(Page extract Opens)

According to CDCR’s most recent population report, from May 27, all but two of its prisons exceeded 100 percent capacity and 10 were over the Plata cap, including Avenal State Prison in Central California. Designed to hold 2,920 people, Avenal currently houses 4,162 people, putting it 42.5 percent over capacity. 

COVID-19 has brought Avenal’s overcrowding into sharp relief. As of June 2, the prison held 581 people with active infections. The Visalia Times Delta reported Monday that Avenal was “home to CDCR’s worst COVID-19 outbreak,” but by noon had to update the story when Chuckawalla State Prison (located, like Avenal, in Kings County), reported 792 active cases. 

Chuckawalla, according to CDCR data, is 31.5 percent over capacity. 

Attorneys from the Prison Law Office and the law firm of Rosen, Bien, Galvan, and Grunfeld have argued in federal court, so far unsuccessfully, that CDCR needs to release more people. The state initially released 3,500 prisoners, all of whom had 60 days or less remaining on their sentences, but has refused to release more, even eldery or medically vulnerable prisoners. 

Prison Law Office Senior Staff Attorney Alison Hardy told The Appeal Tuesday that the judges were surprised by CDCR’s refusal to release more people, but felt their hands were tied by the Prison Litigation Reform Act, a 1996 law that made it more difficult for prisoners to seek relief from federal courts over conditions of confinement.

(Page extract Closes)
(Data listing Opens)

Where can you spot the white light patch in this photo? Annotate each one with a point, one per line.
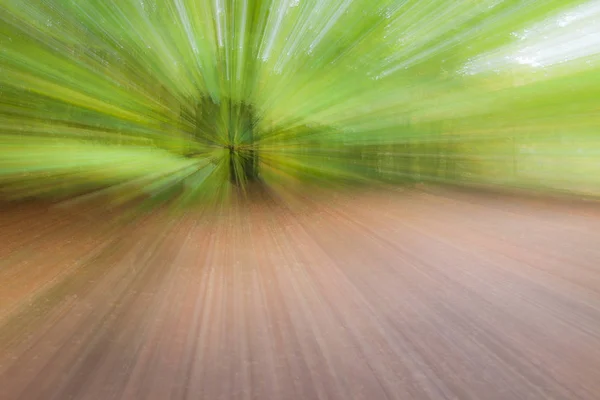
(572, 35)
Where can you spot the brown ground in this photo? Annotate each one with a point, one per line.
(415, 295)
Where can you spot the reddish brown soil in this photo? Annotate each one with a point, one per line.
(388, 295)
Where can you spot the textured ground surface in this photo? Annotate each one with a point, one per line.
(438, 295)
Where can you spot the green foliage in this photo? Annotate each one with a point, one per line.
(180, 98)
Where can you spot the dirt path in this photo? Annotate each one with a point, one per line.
(438, 295)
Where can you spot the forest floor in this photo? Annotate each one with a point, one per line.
(430, 294)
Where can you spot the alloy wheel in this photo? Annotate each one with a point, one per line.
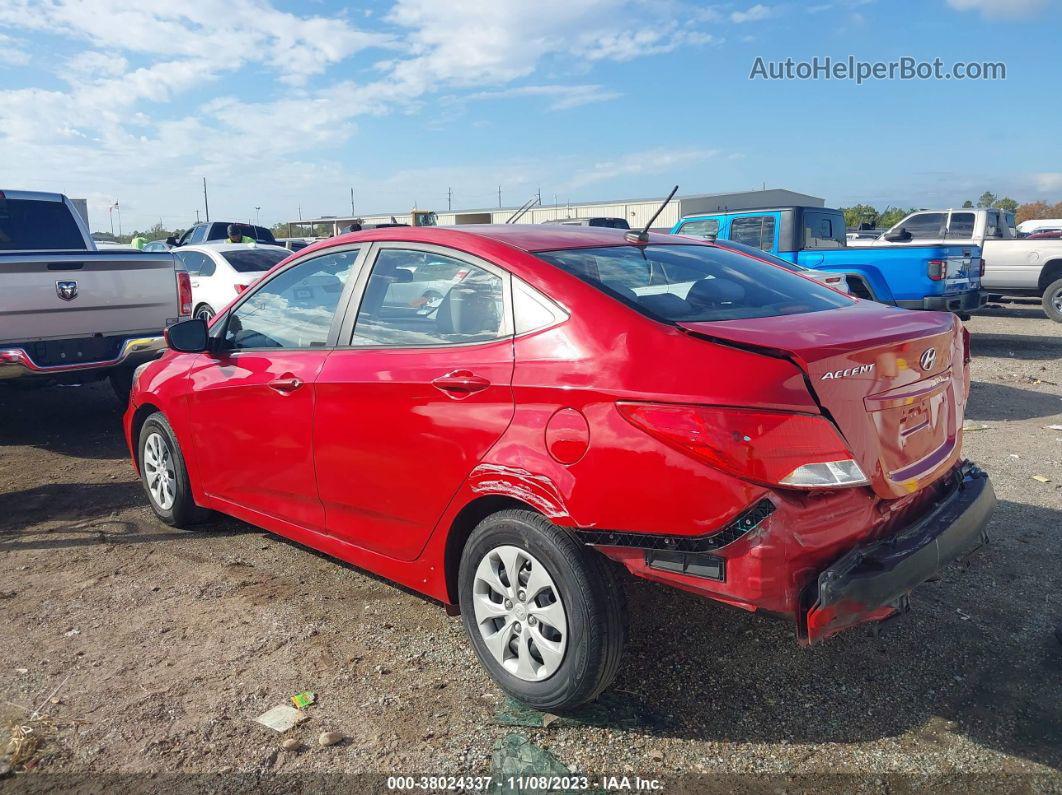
(519, 614)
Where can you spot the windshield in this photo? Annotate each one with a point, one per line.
(31, 224)
(695, 282)
(253, 260)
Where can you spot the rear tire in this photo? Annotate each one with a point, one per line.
(165, 476)
(543, 612)
(1052, 300)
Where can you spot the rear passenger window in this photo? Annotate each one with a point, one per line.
(418, 298)
(755, 231)
(294, 309)
(705, 228)
(926, 225)
(962, 225)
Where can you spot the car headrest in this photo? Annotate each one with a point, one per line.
(468, 309)
(715, 293)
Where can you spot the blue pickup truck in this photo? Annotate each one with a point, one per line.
(938, 276)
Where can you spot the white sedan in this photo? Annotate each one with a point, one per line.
(220, 272)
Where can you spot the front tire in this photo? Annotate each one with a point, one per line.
(165, 476)
(1052, 300)
(544, 614)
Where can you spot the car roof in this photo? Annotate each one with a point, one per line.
(527, 237)
(221, 247)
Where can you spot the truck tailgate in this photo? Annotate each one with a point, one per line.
(47, 295)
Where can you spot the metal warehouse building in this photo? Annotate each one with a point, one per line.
(636, 211)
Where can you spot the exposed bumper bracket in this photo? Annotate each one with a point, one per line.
(871, 582)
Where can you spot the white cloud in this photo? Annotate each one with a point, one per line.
(109, 128)
(753, 14)
(663, 161)
(1047, 180)
(562, 98)
(997, 9)
(12, 52)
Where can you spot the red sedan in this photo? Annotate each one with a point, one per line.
(493, 415)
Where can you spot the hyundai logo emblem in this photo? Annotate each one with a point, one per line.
(66, 290)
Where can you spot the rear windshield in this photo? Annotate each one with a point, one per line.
(254, 260)
(695, 282)
(29, 224)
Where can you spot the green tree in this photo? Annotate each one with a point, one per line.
(859, 214)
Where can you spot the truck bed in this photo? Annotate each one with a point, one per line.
(115, 293)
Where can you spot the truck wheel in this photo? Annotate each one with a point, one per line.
(165, 476)
(1052, 300)
(121, 382)
(542, 611)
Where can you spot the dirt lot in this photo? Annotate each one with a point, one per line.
(166, 644)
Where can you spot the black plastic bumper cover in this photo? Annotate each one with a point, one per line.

(Data listing Closes)

▸ **What to work on**:
• A. Summarize the passage on prison overcrowding in two sentences.
• B. List every named organization in the passage on prison overcrowding, leaving out the prisons themselves.
• C. Based on the passage on prison overcrowding, decide whether each statement agrees with it. Answer yes or no for each, and quote the words that decide it.
(i) Avenal State Prison was designed to hold 2,920 people.
(ii) The prisoners the state initially released each had up to a year left on their sentences.
(iii) The attorneys' arguments in federal court have so far succeeded.

▸ **Set of answers**:
• A. Nearly all of CDCR's prisons are over capacity, and Avenal State Prison, which holds 4,162 people in a space designed for 2,920, has also had a large COVID-19 outbreak. Attorneys have argued unsuccessfully in federal court that CDCR must release more people beyond the 3,500 it initially released, and the judges felt constrained by the Prison Litigation Reform Act.

• B.
- CDCR
- Prison Law Office
- Rosen, Bien, Galvan, and Grunfeld
- The Visalia Times Delta
- The Appeal

• C.
(i) Yes: "Designed to hold 2,920 people"
(ii) No: "all of whom had 60 days or less remaining on their sentences"
(iii) No: "so far unsuccessfully"